What you should do:
Out of the entries that follow, copy each line containing "tree".

Data for this exercise:

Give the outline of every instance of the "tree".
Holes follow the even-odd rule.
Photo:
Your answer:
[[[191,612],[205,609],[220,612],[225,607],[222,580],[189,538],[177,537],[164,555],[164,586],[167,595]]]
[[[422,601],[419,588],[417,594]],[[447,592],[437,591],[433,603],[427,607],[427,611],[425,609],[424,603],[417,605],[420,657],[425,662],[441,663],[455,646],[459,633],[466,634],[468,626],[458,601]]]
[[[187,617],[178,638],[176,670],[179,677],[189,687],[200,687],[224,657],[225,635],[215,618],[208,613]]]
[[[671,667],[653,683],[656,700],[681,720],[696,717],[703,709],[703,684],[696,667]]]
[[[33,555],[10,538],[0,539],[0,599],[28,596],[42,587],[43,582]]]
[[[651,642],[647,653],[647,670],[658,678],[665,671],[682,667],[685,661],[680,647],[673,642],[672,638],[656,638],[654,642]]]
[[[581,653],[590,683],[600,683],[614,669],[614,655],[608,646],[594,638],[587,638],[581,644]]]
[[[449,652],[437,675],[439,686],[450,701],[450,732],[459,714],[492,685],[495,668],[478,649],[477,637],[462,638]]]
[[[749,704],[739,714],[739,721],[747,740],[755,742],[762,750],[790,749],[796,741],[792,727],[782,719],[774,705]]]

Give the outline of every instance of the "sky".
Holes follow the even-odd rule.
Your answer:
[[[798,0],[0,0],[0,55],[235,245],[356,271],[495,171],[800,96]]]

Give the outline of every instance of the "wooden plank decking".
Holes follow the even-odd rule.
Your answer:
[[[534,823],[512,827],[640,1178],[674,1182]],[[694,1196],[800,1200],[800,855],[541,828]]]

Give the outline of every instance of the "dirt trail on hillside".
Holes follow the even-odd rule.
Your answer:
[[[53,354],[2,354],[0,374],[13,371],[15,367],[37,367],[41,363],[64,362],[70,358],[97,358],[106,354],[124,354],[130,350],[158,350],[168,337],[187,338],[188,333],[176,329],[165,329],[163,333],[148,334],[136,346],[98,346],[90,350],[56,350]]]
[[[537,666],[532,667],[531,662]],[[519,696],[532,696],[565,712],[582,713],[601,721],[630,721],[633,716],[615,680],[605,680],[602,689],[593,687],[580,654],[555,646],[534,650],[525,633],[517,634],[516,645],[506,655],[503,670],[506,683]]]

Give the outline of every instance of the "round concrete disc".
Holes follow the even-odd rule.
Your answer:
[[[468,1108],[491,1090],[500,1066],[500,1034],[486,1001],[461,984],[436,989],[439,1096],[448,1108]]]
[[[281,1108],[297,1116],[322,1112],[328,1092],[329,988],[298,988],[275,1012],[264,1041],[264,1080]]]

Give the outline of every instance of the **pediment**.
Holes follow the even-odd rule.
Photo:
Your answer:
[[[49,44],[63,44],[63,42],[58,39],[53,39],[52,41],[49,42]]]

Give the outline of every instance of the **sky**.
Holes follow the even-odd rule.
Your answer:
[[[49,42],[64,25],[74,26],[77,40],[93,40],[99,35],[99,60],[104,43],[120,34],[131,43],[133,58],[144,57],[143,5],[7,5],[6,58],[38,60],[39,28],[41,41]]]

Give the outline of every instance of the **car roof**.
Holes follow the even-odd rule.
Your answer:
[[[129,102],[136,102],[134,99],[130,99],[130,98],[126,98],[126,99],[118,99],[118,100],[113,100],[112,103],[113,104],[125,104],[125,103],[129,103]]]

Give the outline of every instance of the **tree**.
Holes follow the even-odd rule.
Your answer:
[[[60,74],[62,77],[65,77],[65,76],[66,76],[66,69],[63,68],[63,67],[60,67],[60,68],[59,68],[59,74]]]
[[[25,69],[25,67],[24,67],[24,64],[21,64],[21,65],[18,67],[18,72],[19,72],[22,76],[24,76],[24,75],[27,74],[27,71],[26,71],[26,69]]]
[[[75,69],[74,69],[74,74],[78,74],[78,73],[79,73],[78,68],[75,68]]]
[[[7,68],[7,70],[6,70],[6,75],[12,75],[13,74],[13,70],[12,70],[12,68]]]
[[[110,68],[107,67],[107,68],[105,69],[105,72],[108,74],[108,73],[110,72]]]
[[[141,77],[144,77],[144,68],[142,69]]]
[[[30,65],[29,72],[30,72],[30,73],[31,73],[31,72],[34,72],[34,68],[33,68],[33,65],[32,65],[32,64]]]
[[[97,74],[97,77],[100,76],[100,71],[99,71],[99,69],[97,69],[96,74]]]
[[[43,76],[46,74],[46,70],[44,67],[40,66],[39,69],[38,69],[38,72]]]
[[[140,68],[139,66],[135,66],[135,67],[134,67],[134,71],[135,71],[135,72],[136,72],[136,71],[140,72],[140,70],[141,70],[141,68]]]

Answer section:
Give the outline of every instance of the "tree".
Give the outline of every instance of the **tree**.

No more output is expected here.